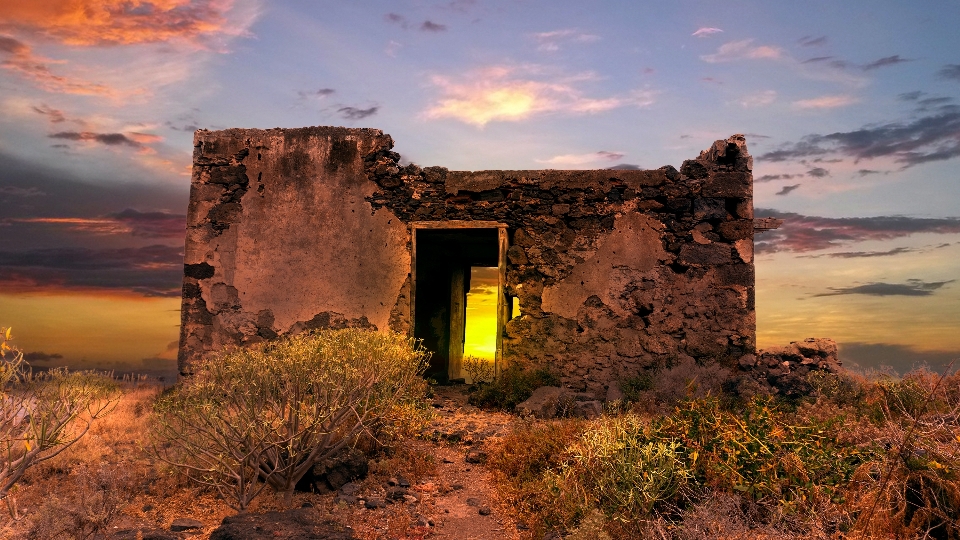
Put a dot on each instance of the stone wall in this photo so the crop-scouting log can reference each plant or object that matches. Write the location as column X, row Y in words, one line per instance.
column 611, row 271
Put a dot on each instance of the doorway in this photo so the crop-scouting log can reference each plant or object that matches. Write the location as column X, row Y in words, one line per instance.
column 451, row 259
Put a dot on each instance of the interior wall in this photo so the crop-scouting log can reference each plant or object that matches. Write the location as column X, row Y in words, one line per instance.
column 612, row 271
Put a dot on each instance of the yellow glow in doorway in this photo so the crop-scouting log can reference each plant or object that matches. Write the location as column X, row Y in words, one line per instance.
column 481, row 325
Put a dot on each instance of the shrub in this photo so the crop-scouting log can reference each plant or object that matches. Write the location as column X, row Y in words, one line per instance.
column 97, row 503
column 912, row 489
column 759, row 452
column 43, row 414
column 511, row 387
column 249, row 418
column 622, row 471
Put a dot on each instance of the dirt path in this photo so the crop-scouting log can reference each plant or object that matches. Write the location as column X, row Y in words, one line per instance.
column 457, row 499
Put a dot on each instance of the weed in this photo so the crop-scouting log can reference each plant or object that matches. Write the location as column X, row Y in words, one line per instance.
column 91, row 509
column 479, row 369
column 43, row 414
column 511, row 387
column 266, row 415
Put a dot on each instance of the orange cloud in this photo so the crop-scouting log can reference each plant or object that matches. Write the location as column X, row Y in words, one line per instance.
column 121, row 22
column 21, row 60
column 89, row 225
column 494, row 93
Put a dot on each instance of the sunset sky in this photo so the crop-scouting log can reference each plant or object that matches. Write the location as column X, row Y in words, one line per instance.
column 851, row 111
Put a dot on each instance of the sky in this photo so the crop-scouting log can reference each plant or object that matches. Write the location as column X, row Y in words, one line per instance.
column 850, row 109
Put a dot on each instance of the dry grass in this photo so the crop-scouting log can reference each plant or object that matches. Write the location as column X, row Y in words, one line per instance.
column 866, row 459
column 108, row 478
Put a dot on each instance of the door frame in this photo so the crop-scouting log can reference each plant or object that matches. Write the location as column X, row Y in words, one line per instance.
column 454, row 371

**WHAT THE EXERCISE ASKS**
The expected output is the whole listing, word for word, minus its pictures.

**SOLUTION TO THE PROBLEM**
Put a dot on each instance of the stone wall in this photo so the crop-scouting log can reference each plant or object that matches. Write the location as column X, row Y in words, one line per instance.
column 611, row 271
Put a dot on each instance of the doorway in this photo so the crop-scouting log can reference each plant or object that matches. Write the location as column X, row Y in words, one line per instance.
column 451, row 259
Put a dot on each instance of the interior wall in this photo so the crop-scouting log can reference each plant or object that matches. Write the location as column X, row Y in words, one line per instance.
column 612, row 271
Put a dot on each instance of the yellow glow in doorway in this photo so the crop-scouting log can reference each plant or object that matches. Write the location as column X, row Y in words, one line per instance.
column 481, row 325
Put a dot on each instance of the shrub in this photo so the crop-scouting log can reference each plant or object that matches. Write the location as column X, row Y in words, one line per instance.
column 97, row 503
column 912, row 489
column 759, row 452
column 43, row 414
column 511, row 387
column 249, row 418
column 622, row 471
Put a dot on each instance of the dirt path in this photo so the crop-scouting log can reference each plant or object that matches. Write the location as column X, row Y in words, one line per instance.
column 457, row 499
Put a dot on each instance of the weed in this photo so the crop-scouting log can reference each plant or object that matches. Write the location as column X, row Y in words, one line per instance.
column 91, row 509
column 479, row 369
column 43, row 414
column 511, row 387
column 266, row 415
Put a dot on each instance of the orange cloud in this photo so the crop-scouting log can reference each plant or object that matches. Write the location as column X, row Y in words, one line per instance.
column 121, row 22
column 21, row 60
column 89, row 225
column 494, row 93
Put a dot on each instance of the sunset sky in this photo so the crop-scouting log can reference each plant or object that matches. Write the location as column X, row Y in words, one line per instance.
column 851, row 111
Put a dot on each instance of the sky in this photo so the crop-scouting log can reference each plant or object that matches. Write the location as column X, row Y in words, one line per instance.
column 850, row 109
Put a dot on each instance of the dry grass in this photo so the crop-scouting log can reference each plant or object that matches. Write the location as column X, row Y in words, one line per instance.
column 866, row 459
column 108, row 478
Put a dot on each instance of the door frame in this photo so the crop-scouting log can reference each plant or object that matches. Write the location as column X, row Y in words, one line per instance.
column 454, row 371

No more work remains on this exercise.